### [Required task]
Print all of the items below word for word, leaving out the pictures.

### [Extracted records]
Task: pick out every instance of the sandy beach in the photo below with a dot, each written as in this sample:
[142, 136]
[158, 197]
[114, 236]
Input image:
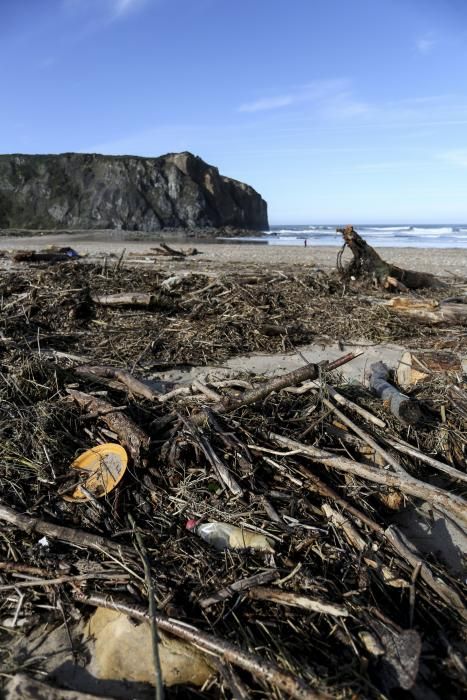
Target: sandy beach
[441, 261]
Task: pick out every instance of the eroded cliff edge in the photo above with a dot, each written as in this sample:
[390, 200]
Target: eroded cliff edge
[90, 191]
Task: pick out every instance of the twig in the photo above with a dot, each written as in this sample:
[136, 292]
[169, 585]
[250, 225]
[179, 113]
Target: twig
[295, 600]
[31, 583]
[407, 449]
[311, 371]
[129, 434]
[80, 538]
[155, 639]
[134, 385]
[367, 438]
[257, 666]
[239, 586]
[438, 497]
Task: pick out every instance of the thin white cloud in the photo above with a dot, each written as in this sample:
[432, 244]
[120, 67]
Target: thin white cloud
[124, 7]
[456, 156]
[267, 103]
[113, 9]
[315, 91]
[425, 44]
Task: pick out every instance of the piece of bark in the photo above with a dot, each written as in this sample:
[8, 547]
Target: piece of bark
[388, 458]
[164, 249]
[401, 406]
[366, 261]
[362, 545]
[297, 600]
[458, 399]
[125, 299]
[429, 311]
[439, 498]
[229, 653]
[417, 366]
[134, 385]
[133, 439]
[76, 537]
[407, 449]
[238, 586]
[22, 687]
[297, 376]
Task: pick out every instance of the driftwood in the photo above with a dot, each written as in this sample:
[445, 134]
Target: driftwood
[458, 399]
[125, 299]
[297, 376]
[229, 653]
[401, 406]
[297, 600]
[366, 261]
[437, 497]
[164, 249]
[51, 256]
[134, 385]
[128, 433]
[79, 538]
[23, 687]
[417, 366]
[429, 311]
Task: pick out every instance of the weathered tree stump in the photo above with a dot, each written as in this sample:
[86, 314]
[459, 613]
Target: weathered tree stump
[366, 261]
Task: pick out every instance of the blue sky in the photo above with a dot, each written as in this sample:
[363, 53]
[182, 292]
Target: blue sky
[335, 110]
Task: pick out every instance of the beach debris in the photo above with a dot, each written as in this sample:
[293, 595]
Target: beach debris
[401, 406]
[429, 311]
[306, 459]
[125, 299]
[103, 467]
[130, 435]
[366, 261]
[399, 664]
[417, 366]
[297, 600]
[225, 536]
[164, 249]
[23, 687]
[122, 650]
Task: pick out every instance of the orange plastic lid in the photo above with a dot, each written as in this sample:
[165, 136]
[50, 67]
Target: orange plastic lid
[106, 465]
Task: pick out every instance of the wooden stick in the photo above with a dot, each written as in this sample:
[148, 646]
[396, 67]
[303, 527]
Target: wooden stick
[155, 638]
[125, 299]
[257, 666]
[134, 385]
[406, 550]
[129, 434]
[80, 538]
[439, 498]
[238, 586]
[310, 371]
[344, 401]
[367, 438]
[295, 600]
[407, 449]
[402, 407]
[32, 583]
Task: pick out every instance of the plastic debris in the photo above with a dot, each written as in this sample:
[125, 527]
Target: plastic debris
[226, 536]
[104, 465]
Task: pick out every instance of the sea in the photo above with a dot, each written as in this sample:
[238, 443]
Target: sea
[394, 235]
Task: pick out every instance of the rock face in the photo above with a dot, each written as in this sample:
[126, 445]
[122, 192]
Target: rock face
[88, 191]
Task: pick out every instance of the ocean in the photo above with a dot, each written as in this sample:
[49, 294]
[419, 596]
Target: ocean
[394, 236]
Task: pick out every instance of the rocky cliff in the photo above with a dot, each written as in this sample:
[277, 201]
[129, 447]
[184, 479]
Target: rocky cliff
[89, 191]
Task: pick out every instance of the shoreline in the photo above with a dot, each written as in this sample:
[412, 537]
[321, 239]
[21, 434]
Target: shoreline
[440, 261]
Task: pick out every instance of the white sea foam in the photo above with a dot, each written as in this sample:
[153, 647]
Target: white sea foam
[401, 235]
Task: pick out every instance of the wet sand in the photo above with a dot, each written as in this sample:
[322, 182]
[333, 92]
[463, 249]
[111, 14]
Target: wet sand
[441, 261]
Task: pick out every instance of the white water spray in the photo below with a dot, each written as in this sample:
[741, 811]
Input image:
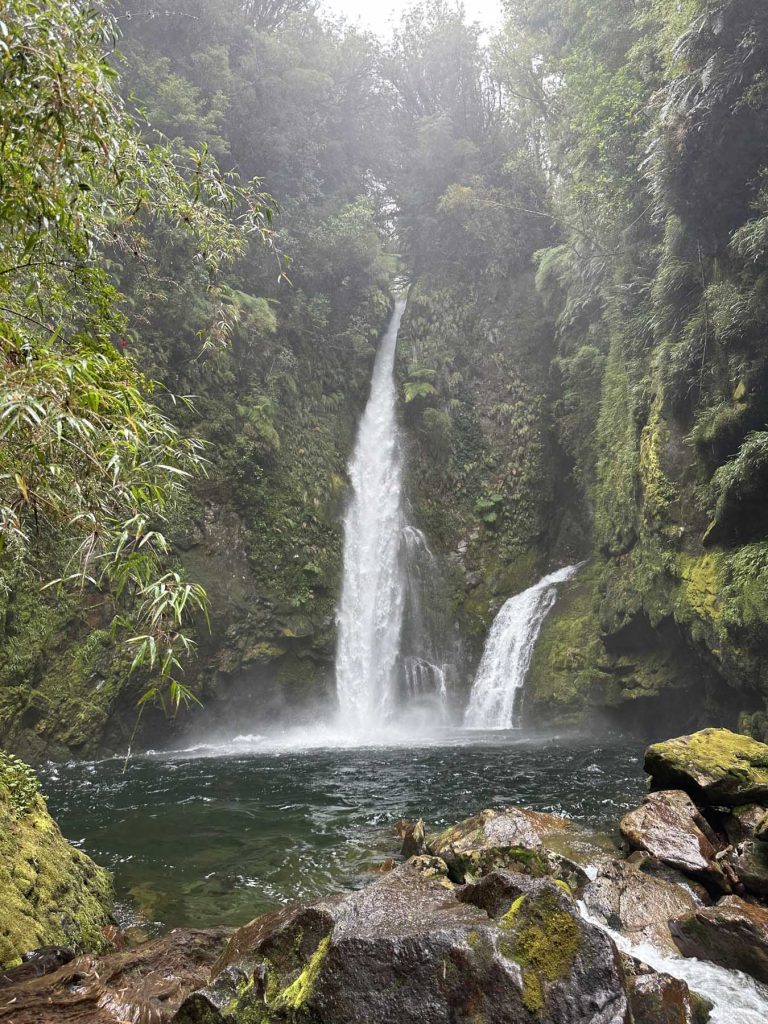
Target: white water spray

### [Response to this task]
Task: pick out every instance of the sandy beach in the photo below with a dot, each written as in this sample:
[142, 136]
[158, 197]
[114, 236]
Input image:
Target: sandy beach
[441, 261]
Task: pick out every instance of the eroded cliff edge in the photo above with a dot, each written as in this sample:
[390, 200]
Target: eroded cliff edge
[90, 191]
Task: pick out every instance of the twig in the photo above with a dot, each written as in this sample:
[136, 292]
[169, 585]
[250, 225]
[179, 113]
Target: twig
[295, 600]
[31, 583]
[407, 449]
[311, 371]
[129, 434]
[80, 538]
[155, 639]
[134, 385]
[367, 438]
[257, 666]
[239, 586]
[438, 497]
Task: pick out every instance of the thin white cloud in the photo above with a dot, each written as in this sample:
[432, 244]
[120, 67]
Target: thin white cloud
[124, 7]
[456, 156]
[267, 103]
[113, 9]
[315, 91]
[425, 44]
Task: pick out every instance of the piece of bark in the photo above with a dot, each written as in this sample:
[8, 547]
Target: piece of bark
[388, 458]
[164, 249]
[401, 406]
[366, 261]
[362, 545]
[297, 600]
[458, 399]
[125, 299]
[429, 311]
[439, 498]
[229, 653]
[417, 366]
[134, 385]
[133, 439]
[76, 537]
[407, 449]
[238, 586]
[22, 687]
[297, 376]
Task: pick out every instance of the driftwood in the photo above with a dot, each written as in this sample:
[445, 134]
Target: driftwood
[458, 399]
[125, 299]
[297, 376]
[229, 653]
[401, 406]
[297, 600]
[366, 261]
[437, 497]
[164, 249]
[51, 256]
[134, 385]
[128, 433]
[79, 538]
[23, 687]
[417, 366]
[429, 311]
Task: pick out every instance of the weathered tree stump in the photo above with a dot, each written as in this sample:
[86, 314]
[459, 613]
Target: weathered tree stump
[366, 261]
Task: pick out every instance of the blue sky in the photo above with a dot, each written as in this sample:
[363, 53]
[182, 292]
Target: blue sky
[335, 110]
Task: pick out every instance of the beach debris in the photo above with a dot, each written as in this sample:
[293, 595]
Target: beach debris
[401, 406]
[429, 311]
[306, 459]
[125, 299]
[103, 467]
[130, 435]
[366, 261]
[399, 664]
[417, 366]
[297, 600]
[225, 536]
[164, 249]
[23, 687]
[122, 650]
Task: pick out every instance of the orange plastic lid in the photo above with a dot, each written as in this sample:
[165, 136]
[50, 67]
Target: orange plastic lid
[106, 465]
Task: pick out every instance of the wooden stick in the photo above with a dot, each written as in this sample:
[148, 646]
[396, 67]
[303, 527]
Target: wooden stick
[155, 638]
[125, 299]
[257, 666]
[134, 385]
[406, 550]
[129, 434]
[80, 538]
[439, 498]
[238, 586]
[310, 371]
[344, 401]
[367, 438]
[295, 600]
[407, 449]
[402, 407]
[32, 583]
Task: pick out every instance of the plastic debris in the photo above with a dot, each written as in this sample:
[125, 527]
Target: plastic debris
[226, 536]
[104, 465]
Task: pick out every instance of the sea in the photo above with a dot, each written as in this sample:
[238, 443]
Target: sea
[394, 235]
Task: pick out every instance of the rock face in the photo above with a dot, each written as in this sample:
[126, 445]
[122, 192]
Target: rock face
[88, 191]
Task: pick out every instance of the ocean in the photo above with a dot, each written as in this sample:
[49, 294]
[419, 596]
Target: ocean
[394, 236]
Task: pick out every instance of the rocky cliff in the photo above with a dot, each written as in this sample:
[277, 201]
[129, 447]
[184, 479]
Target: rocky cliff
[89, 191]
Task: pick out every instance of the shoreline in the photo above with a dot, each written as in this sample:
[412, 537]
[321, 239]
[21, 434]
Target: shoreline
[440, 261]
Task: pick out every instance of the white sea foam in the photo above with a dot, each written as in this sample:
[153, 647]
Target: white sea foam
[401, 235]
Task: pick out every instance of the wet sand in the photo above with a dot, each written as in this sample:
[322, 182]
[333, 92]
[463, 249]
[111, 14]
Target: wet sand
[441, 261]
Task: pick out every instance of the white water spray in the photo below with a dot, each written as in this sample:
[741, 811]
Input image:
Target: white water spray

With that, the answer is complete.